• **Stated task**: Your task is to write out the lines from the line containing "Report the position of each instance of the arched doorway" through the last line of the material, exactly.

• • • • •

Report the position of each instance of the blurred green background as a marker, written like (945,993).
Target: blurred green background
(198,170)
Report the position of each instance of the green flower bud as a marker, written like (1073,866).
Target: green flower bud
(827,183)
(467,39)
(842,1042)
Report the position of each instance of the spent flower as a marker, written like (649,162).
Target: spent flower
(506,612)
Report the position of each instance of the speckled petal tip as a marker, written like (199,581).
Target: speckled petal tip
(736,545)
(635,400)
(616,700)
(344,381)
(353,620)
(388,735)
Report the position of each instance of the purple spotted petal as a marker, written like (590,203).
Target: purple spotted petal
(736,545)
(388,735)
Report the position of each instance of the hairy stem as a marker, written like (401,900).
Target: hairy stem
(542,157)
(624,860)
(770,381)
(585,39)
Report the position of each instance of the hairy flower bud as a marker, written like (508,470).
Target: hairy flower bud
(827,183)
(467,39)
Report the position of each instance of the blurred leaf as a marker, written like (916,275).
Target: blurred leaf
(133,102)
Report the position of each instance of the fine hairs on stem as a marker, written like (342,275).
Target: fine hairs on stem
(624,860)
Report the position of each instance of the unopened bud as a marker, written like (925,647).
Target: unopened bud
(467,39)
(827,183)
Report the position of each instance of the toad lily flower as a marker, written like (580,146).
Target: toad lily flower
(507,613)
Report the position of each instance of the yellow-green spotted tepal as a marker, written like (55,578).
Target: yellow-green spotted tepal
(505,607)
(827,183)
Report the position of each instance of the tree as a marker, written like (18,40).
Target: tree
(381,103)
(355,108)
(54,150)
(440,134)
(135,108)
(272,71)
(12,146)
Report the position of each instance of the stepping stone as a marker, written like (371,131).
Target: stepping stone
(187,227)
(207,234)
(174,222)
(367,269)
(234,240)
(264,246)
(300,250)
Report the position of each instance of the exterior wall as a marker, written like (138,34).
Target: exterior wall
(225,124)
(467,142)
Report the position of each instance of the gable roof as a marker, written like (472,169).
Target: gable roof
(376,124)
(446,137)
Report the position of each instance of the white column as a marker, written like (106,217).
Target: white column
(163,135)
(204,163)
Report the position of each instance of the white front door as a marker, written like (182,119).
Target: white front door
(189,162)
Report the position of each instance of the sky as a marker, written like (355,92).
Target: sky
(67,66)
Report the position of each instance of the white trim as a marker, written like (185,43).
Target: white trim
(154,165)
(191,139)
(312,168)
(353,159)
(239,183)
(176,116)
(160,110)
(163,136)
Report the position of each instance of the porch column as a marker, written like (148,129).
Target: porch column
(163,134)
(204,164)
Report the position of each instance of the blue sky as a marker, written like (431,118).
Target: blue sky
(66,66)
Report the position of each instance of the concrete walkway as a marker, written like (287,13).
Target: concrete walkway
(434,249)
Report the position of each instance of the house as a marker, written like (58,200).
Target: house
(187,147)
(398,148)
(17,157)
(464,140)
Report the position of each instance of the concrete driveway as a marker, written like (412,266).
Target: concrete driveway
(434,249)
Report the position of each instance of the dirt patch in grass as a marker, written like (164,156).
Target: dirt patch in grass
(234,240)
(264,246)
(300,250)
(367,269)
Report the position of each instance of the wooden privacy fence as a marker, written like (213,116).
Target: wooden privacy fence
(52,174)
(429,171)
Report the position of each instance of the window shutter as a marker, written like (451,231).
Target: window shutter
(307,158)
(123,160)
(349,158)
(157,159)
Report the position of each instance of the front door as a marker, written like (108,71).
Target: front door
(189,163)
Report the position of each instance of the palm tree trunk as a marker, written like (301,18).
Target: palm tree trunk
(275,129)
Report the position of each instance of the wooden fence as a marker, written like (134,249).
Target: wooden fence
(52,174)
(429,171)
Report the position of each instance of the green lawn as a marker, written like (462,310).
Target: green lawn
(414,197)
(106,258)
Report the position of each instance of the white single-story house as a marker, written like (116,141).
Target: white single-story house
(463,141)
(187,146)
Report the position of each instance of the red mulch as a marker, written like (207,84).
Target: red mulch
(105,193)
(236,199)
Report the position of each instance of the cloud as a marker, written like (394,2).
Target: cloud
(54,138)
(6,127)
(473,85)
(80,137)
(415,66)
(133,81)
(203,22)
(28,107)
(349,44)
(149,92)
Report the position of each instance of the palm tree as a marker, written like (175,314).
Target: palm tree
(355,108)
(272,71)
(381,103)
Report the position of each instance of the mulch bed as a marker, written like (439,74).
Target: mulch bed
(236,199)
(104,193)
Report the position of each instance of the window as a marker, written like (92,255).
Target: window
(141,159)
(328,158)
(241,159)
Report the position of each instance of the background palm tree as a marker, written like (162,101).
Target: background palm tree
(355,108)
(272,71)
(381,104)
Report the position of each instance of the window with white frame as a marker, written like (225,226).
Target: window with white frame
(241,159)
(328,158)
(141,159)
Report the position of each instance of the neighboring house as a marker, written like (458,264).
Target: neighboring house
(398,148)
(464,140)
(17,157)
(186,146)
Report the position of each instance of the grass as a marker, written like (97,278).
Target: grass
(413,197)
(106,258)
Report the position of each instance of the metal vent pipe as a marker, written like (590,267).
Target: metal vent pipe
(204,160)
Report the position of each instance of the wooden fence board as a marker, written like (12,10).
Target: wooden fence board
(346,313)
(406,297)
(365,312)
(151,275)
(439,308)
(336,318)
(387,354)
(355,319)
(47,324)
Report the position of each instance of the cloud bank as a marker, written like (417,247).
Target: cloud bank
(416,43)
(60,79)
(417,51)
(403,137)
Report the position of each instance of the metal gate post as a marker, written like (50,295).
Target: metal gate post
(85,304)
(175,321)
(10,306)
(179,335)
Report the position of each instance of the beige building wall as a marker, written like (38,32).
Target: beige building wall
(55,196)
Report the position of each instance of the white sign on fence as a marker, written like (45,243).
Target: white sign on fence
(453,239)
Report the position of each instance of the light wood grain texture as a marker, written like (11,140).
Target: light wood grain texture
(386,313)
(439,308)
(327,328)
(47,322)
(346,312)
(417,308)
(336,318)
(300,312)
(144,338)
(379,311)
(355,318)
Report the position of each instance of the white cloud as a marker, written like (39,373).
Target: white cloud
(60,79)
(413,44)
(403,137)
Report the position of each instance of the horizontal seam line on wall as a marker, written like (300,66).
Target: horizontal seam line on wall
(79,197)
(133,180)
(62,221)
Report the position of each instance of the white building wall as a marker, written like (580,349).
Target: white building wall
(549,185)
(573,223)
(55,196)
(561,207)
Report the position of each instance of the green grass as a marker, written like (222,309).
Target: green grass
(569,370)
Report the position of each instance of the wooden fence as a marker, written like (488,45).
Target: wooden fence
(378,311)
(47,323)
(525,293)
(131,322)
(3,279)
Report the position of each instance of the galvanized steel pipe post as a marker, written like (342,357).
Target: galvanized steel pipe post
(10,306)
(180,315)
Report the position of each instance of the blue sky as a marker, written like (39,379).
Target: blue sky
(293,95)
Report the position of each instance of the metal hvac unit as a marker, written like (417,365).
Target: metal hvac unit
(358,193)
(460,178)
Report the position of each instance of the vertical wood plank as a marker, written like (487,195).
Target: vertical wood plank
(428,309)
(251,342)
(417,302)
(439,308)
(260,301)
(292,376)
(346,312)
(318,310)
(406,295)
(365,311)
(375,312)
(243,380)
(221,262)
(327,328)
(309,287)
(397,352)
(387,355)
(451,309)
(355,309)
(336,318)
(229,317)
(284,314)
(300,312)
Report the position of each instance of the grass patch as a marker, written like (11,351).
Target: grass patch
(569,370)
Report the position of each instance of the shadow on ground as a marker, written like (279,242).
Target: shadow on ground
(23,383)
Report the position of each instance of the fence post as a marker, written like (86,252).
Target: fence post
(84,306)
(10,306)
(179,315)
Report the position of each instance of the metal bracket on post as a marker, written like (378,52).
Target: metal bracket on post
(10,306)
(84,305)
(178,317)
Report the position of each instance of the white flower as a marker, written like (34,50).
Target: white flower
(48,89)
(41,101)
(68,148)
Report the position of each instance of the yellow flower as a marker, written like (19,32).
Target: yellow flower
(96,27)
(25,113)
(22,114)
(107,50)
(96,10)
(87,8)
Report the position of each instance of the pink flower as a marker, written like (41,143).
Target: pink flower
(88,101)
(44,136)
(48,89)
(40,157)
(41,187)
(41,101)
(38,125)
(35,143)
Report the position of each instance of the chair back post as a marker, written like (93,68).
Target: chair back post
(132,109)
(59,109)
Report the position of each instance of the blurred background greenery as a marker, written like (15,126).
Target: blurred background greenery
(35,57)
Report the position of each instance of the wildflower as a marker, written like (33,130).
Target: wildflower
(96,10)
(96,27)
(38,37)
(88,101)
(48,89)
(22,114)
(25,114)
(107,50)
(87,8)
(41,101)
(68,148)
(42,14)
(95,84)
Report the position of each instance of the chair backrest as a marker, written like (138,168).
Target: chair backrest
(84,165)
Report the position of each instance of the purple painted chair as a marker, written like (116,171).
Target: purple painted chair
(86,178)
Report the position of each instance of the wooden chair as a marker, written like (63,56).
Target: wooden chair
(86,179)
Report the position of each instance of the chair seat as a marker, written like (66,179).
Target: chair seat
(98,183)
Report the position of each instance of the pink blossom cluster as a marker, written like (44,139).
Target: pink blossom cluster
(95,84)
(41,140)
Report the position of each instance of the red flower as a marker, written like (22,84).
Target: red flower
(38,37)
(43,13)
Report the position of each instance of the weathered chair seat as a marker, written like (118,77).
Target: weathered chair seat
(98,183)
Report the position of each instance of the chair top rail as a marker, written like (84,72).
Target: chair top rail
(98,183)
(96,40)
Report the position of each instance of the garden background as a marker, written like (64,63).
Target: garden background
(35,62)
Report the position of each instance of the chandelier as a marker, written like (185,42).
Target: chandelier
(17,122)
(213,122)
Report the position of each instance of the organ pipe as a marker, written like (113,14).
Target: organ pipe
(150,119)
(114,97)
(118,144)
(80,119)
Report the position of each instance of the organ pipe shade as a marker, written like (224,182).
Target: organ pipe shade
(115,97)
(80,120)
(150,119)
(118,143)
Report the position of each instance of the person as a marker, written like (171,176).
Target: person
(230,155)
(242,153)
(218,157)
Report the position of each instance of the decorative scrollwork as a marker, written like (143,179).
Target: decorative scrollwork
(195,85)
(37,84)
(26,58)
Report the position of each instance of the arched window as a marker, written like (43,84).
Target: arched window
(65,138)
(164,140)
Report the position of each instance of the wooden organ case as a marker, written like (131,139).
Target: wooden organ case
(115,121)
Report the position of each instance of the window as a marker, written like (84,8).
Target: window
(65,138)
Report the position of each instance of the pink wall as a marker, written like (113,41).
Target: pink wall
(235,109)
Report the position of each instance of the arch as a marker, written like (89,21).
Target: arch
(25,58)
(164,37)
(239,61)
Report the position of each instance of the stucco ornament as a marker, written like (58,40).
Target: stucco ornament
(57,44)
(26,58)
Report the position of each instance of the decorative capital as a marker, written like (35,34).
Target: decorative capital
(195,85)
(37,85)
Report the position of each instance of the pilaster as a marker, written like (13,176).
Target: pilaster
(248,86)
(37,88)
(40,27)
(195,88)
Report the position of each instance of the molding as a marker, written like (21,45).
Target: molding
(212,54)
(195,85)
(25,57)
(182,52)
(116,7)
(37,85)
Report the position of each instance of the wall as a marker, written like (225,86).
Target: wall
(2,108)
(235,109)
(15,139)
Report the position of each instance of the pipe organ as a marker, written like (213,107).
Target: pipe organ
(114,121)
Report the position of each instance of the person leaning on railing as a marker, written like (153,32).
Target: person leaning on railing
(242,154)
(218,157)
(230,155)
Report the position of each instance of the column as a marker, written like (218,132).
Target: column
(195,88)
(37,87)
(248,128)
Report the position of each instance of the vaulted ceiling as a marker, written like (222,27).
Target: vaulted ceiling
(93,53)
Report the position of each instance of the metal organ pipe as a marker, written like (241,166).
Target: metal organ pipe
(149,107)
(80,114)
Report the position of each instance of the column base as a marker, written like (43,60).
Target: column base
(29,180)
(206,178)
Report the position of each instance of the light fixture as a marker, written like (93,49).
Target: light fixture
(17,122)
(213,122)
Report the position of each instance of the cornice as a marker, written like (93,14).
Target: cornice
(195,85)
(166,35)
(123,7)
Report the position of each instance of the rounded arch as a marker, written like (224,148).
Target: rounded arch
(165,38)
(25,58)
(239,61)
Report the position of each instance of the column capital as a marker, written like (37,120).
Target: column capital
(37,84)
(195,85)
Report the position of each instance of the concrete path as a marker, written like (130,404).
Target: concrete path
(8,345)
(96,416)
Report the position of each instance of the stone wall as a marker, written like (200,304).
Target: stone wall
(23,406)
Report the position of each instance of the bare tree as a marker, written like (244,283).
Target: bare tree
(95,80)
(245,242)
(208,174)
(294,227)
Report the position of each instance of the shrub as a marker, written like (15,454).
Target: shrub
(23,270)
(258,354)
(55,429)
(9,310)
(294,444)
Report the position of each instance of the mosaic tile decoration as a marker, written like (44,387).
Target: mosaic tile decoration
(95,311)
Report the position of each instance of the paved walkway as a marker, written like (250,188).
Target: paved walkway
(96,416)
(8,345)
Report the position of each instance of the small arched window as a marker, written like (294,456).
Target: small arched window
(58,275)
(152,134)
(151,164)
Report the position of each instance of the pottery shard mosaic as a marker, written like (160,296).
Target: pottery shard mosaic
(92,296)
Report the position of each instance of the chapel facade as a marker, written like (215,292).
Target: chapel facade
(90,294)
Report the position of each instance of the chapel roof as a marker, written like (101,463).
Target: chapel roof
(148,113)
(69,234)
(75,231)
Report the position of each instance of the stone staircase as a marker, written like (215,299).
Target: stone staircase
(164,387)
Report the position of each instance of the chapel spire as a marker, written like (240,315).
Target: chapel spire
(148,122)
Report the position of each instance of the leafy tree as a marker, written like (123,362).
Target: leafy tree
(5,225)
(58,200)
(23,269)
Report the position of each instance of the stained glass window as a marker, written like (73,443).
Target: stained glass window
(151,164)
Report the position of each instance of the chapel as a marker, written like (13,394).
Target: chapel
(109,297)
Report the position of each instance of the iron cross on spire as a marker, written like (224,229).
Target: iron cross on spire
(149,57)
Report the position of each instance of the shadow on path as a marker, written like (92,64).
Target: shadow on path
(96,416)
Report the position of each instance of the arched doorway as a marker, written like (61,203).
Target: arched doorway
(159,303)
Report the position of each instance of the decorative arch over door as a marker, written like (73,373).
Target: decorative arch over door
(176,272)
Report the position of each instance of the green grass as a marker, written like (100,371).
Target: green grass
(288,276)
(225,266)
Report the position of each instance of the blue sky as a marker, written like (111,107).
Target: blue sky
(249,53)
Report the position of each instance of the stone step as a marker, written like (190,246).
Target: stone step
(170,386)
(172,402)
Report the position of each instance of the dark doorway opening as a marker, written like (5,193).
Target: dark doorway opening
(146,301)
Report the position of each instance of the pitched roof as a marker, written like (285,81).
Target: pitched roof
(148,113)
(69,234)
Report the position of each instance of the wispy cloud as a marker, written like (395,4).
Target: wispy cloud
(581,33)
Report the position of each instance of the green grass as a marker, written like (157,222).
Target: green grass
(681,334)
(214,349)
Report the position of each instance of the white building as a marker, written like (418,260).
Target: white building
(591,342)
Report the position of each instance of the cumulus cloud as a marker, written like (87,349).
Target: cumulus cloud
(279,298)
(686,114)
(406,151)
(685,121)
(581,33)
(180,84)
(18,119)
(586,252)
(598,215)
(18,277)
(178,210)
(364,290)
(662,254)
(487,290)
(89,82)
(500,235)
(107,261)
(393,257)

• • • • •

• **Full answer**:
Report the position of each instance of the arched doorway as a marker, written like (61,203).
Target: arched doorway
(159,303)
Report the position of each instance of the decorative arch over door as a marker, written like (73,373).
Target: decorative arch over door
(176,272)
Report the position of each instance of the green grass as a marker, written like (100,371).
Target: green grass
(288,276)
(225,266)
Report the position of each instance of the blue sky as a marker, written like (111,107).
Target: blue sky
(249,53)
Report the position of each instance of the stone step as a marker, written like (190,246).
Target: stone step
(170,386)
(172,402)
Report the position of each instance of the dark doorway opening as a marker, written like (5,193).
Target: dark doorway opening
(146,301)
Report the position of each instance of the pitched roof as a marker, written like (285,81).
Target: pitched roof
(148,113)
(69,234)
Report the position of each instance of the wispy cloud as a marker, written like (395,4).
Target: wispy cloud
(581,33)
Report the position of each instance of the green grass as a marker, written like (157,222).
Target: green grass
(681,334)
(214,349)
Report the position of each instance of the white building as a marker, written like (418,260).
Target: white building
(591,342)
Report the position of each instance of the cumulus cloud as a marker, written like (87,349).
Target: cumulus cloud
(279,298)
(686,114)
(406,151)
(685,121)
(581,33)
(180,84)
(18,119)
(586,252)
(598,215)
(18,277)
(178,210)
(364,290)
(662,254)
(487,290)
(89,82)
(500,235)
(107,261)
(393,257)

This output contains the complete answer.